### BRIEF A
According to the master class announcement, how many international awards did Kanehsatake: 270 Years of Resistance win?
### BRIEF B
Edit the master class announcement by rewriting everything from "A master class" down to "to the public.", with "hosted" replaced by "presented".
++++ SOURCE TEXT
Master Class in Documentary Filmmaking

A master class led by Alanis Obomsawin is being hosted by Emily Carr University of Art + Design and UBC’s Department of Theatre and Film. The class is free and open to the public.

Tuesday, March 6
7pm to 10pm
Emily Carr University of Art + Design
Aboriginal Gathering Place

Alanis Obomsawin is a member of the Abenaki Nation, She began her career as a singer, writer and storyteller, but dove into filmmaking in 1967 with Christmas at Moose Factory. Her early films include Incident at Restigouche (1984), a powerful depiction of the Quebec police raid of a Micmac reserve; Richard Cardinal: Cry from a Diary of a Métis Child (1986), the disturbing examination of an adolescent suicide; and No Address (1988), a look at Montreal’s homeless.

Ms. Obomsawin is best known for her feature-length film on the 1990 Mohawk uprising in Kanehsatake and Oka: Kanehsatake: 270 Years of Resistance (1993), which won 18 international awards.

Most recently, Ms. Obomsawin directed the 2007 National Film Board of Canada documentary Gene Boy Came Home, about Vietnam War veteran Eugene “Gene Boy” Benedict, from her home community of Odanak.
++++++++
++++ RECORDS
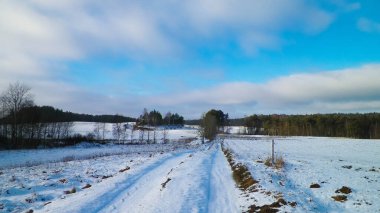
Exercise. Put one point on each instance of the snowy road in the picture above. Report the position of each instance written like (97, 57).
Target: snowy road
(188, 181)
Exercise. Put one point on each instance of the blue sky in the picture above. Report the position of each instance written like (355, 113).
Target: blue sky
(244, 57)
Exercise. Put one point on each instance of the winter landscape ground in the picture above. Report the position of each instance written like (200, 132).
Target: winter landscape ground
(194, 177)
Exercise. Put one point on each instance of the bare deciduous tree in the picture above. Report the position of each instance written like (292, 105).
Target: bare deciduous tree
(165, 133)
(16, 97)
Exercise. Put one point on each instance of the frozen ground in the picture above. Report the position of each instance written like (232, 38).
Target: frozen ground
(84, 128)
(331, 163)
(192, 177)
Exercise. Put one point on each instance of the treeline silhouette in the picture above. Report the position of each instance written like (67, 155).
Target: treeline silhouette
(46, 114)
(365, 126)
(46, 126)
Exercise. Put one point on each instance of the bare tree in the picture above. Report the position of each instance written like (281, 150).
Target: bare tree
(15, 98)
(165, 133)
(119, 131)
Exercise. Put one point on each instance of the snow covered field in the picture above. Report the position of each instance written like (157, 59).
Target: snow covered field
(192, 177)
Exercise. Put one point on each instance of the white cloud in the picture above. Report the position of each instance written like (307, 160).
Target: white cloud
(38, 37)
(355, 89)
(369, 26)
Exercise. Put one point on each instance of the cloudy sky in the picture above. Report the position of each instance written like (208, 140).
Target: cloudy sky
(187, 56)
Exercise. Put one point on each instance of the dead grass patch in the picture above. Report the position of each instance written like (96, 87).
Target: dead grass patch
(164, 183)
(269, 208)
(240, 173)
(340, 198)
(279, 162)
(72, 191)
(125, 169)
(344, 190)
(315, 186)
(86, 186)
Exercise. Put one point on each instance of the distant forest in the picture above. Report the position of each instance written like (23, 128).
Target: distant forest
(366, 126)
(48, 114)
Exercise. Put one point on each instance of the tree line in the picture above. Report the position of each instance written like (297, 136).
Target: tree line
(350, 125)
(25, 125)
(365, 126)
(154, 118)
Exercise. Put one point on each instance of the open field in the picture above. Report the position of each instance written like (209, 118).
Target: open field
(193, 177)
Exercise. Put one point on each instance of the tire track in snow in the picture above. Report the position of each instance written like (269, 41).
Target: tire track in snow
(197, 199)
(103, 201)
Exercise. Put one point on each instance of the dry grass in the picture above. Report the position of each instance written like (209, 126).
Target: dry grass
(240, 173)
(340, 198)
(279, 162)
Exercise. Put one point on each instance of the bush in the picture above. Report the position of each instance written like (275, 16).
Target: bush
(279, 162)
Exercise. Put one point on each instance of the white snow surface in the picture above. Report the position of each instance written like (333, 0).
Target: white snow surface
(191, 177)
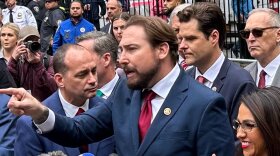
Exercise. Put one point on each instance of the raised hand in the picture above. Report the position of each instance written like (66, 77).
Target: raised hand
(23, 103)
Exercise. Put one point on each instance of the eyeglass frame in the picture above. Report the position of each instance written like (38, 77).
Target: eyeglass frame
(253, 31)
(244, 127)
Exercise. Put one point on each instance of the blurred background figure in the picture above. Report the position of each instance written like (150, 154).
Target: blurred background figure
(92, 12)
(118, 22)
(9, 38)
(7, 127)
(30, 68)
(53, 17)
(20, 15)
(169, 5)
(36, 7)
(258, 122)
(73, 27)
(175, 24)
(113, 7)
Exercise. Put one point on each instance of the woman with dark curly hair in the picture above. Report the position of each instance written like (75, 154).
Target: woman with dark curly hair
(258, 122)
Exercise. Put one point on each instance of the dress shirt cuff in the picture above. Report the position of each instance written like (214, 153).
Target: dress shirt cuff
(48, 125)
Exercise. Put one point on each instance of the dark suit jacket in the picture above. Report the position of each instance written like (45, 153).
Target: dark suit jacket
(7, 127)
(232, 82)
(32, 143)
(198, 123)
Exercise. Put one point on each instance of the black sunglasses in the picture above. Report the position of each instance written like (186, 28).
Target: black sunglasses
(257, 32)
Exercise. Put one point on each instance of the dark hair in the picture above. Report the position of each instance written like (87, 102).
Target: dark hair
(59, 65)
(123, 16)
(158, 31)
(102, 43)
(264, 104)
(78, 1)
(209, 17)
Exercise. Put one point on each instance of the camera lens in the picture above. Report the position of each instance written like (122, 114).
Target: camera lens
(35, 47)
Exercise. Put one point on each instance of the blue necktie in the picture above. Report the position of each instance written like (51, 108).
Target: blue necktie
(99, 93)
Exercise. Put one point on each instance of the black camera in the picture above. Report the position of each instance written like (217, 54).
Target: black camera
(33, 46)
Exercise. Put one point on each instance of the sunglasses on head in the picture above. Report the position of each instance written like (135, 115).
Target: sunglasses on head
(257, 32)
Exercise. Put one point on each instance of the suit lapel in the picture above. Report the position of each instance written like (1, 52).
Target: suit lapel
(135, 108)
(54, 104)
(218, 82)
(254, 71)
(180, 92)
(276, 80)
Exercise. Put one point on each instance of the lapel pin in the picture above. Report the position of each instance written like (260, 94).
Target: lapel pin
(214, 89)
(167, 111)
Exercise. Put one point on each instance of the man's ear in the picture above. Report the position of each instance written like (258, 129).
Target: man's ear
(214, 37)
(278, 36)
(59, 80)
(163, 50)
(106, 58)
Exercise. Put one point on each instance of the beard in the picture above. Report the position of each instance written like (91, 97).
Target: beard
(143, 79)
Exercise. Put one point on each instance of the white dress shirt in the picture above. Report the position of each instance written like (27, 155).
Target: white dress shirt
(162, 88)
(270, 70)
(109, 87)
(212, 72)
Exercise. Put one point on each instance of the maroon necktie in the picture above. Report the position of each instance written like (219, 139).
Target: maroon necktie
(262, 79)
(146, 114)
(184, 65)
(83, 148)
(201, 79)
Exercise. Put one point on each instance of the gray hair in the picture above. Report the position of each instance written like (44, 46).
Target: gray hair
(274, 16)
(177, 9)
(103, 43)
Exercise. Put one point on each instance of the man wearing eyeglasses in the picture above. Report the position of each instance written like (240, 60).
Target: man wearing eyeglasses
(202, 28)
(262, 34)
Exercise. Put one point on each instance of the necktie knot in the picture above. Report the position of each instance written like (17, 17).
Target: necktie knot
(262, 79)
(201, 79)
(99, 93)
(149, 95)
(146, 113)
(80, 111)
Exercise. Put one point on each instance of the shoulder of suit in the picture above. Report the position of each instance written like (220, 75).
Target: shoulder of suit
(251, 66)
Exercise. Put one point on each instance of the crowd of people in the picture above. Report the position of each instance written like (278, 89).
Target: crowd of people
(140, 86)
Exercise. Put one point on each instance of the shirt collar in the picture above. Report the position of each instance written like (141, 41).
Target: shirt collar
++++++++
++++ RECORDS
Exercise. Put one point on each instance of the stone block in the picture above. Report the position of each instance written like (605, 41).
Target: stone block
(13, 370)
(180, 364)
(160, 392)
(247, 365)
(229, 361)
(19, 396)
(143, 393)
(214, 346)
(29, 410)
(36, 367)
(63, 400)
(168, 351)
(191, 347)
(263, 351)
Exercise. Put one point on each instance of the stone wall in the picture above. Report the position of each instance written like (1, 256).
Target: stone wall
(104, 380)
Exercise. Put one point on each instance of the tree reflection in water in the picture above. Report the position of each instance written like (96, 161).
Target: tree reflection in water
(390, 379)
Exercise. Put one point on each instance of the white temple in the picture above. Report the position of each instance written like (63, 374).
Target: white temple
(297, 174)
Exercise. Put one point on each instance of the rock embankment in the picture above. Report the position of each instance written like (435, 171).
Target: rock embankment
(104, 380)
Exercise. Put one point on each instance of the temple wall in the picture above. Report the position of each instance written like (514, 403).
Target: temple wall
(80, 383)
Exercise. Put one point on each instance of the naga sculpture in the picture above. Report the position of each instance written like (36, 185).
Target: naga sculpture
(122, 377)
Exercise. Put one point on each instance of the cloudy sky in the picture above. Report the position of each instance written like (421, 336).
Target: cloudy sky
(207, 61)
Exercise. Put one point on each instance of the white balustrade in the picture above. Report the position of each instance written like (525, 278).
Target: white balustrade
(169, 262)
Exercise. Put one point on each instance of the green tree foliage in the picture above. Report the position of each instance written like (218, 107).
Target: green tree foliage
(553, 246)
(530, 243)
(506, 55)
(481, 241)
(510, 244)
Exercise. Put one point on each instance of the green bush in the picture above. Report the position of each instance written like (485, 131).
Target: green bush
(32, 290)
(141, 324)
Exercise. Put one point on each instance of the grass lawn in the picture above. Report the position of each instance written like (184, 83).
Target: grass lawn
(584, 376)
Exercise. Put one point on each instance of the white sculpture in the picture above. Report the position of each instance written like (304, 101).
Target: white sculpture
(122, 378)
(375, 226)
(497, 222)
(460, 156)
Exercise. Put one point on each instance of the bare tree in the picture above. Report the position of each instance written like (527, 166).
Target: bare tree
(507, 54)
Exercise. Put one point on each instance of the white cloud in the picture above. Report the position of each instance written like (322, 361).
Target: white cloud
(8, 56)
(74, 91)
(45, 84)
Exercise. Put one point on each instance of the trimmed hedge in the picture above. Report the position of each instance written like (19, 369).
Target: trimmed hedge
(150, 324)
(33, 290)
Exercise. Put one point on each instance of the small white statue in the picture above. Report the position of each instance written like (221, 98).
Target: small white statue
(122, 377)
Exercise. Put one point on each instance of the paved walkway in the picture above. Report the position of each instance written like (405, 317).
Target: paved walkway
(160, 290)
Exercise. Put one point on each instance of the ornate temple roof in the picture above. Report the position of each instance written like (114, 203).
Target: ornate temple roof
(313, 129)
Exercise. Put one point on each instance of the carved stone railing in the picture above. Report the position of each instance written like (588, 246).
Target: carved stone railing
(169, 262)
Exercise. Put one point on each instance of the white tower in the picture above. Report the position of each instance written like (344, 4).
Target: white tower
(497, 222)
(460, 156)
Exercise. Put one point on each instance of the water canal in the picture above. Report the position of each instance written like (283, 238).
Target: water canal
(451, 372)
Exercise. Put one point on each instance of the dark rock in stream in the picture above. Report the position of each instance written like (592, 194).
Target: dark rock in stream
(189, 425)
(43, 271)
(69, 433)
++++++++
++++ RECORDS
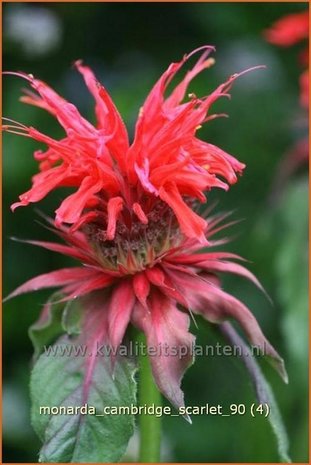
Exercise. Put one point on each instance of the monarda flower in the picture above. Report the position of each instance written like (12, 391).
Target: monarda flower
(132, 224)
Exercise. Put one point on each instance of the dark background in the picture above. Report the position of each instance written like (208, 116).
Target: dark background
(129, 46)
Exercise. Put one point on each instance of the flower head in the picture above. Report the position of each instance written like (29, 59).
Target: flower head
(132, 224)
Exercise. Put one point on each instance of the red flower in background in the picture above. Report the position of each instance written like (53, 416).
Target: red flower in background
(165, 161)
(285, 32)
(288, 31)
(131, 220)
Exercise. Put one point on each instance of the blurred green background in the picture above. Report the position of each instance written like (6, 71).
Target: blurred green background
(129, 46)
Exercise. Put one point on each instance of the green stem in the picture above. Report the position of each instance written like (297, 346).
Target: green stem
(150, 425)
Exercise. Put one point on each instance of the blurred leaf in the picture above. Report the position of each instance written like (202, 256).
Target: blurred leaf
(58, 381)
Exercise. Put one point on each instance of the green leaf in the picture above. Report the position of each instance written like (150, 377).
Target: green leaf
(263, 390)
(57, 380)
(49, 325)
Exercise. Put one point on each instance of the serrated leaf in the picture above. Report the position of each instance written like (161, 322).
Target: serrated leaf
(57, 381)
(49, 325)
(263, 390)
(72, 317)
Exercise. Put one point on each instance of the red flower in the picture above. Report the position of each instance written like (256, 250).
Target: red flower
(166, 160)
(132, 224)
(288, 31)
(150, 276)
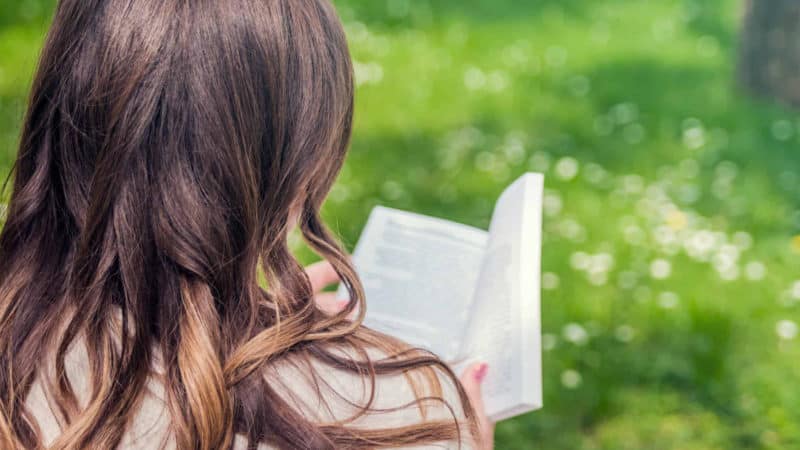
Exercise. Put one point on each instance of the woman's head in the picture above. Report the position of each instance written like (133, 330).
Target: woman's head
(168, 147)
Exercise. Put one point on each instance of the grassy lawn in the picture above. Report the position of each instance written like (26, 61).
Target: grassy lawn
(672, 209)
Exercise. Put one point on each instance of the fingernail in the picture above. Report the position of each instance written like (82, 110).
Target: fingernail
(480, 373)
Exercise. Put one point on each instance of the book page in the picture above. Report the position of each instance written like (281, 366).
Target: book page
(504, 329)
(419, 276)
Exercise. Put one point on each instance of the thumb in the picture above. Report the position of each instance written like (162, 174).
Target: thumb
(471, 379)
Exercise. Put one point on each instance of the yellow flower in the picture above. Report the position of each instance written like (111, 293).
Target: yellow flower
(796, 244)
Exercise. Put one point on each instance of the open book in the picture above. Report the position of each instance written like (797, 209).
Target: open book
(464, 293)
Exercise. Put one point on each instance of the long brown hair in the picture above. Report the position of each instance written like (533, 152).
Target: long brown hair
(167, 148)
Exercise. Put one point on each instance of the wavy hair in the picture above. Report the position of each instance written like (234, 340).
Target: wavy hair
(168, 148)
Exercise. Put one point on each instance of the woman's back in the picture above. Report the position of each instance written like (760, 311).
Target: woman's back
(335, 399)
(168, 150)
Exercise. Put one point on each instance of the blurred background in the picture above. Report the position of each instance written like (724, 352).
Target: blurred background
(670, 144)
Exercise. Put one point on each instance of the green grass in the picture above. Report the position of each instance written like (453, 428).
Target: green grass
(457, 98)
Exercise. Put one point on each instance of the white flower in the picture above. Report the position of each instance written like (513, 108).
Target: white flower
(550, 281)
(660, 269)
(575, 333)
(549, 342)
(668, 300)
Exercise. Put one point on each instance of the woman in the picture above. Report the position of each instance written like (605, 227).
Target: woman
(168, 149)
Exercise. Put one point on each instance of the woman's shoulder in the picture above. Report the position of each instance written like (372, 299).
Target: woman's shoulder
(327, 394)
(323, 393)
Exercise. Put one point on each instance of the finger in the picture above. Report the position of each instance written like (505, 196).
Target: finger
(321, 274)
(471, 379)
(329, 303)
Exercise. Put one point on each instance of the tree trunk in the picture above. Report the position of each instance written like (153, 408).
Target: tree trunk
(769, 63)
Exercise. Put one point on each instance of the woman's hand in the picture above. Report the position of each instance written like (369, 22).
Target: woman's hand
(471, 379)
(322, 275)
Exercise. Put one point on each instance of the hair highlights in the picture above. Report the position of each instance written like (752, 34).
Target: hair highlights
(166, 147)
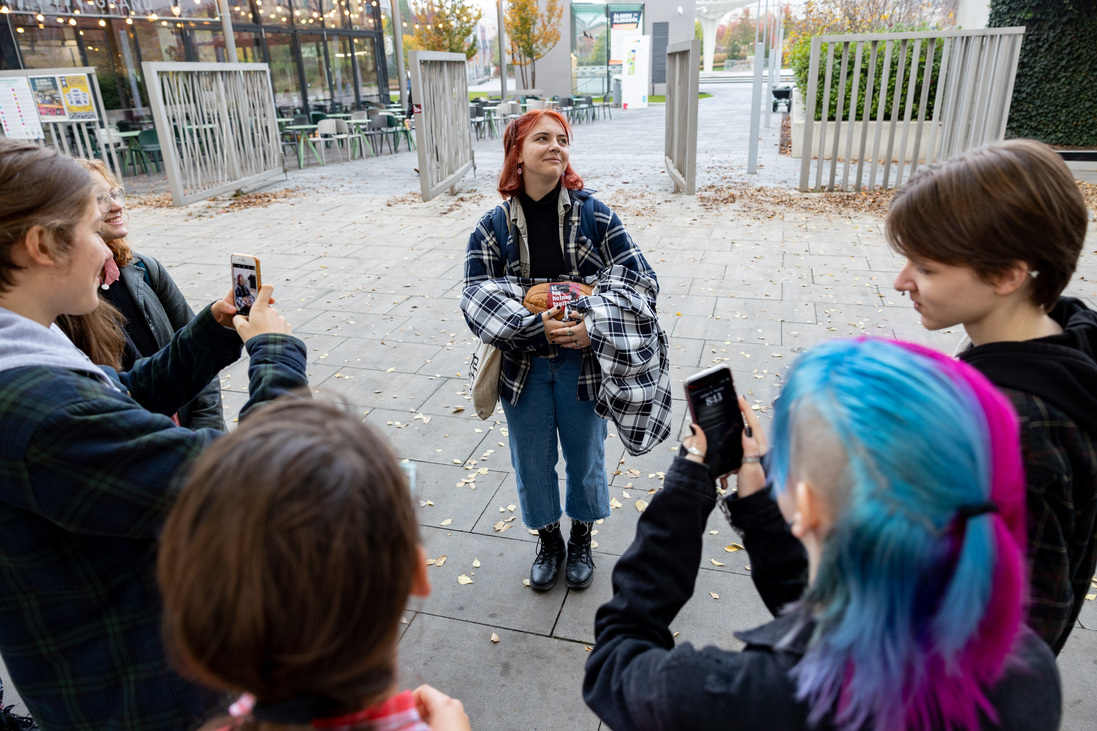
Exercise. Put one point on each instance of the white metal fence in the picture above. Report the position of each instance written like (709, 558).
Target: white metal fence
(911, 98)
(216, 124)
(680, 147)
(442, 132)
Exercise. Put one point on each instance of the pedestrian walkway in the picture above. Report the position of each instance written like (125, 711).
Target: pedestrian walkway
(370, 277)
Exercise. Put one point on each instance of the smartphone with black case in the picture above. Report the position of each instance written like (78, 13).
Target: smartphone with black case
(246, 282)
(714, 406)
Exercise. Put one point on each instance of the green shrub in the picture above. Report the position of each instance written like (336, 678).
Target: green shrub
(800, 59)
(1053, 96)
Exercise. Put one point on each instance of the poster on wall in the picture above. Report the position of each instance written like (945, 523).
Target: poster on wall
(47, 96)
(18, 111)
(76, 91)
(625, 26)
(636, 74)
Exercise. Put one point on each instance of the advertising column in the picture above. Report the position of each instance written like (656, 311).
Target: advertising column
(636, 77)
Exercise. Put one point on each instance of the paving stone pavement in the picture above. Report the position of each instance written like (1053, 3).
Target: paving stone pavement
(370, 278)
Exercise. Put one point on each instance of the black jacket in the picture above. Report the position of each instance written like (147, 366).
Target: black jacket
++++++++
### EXERCISE ANSWER A
It won 18 international awards.

### EXERCISE ANSWER B
A master class led by Alanis Obomsawin is being presented by Emily Carr University of Art + Design and UBC’s Department of Theatre and Film. The class is free and open to the public.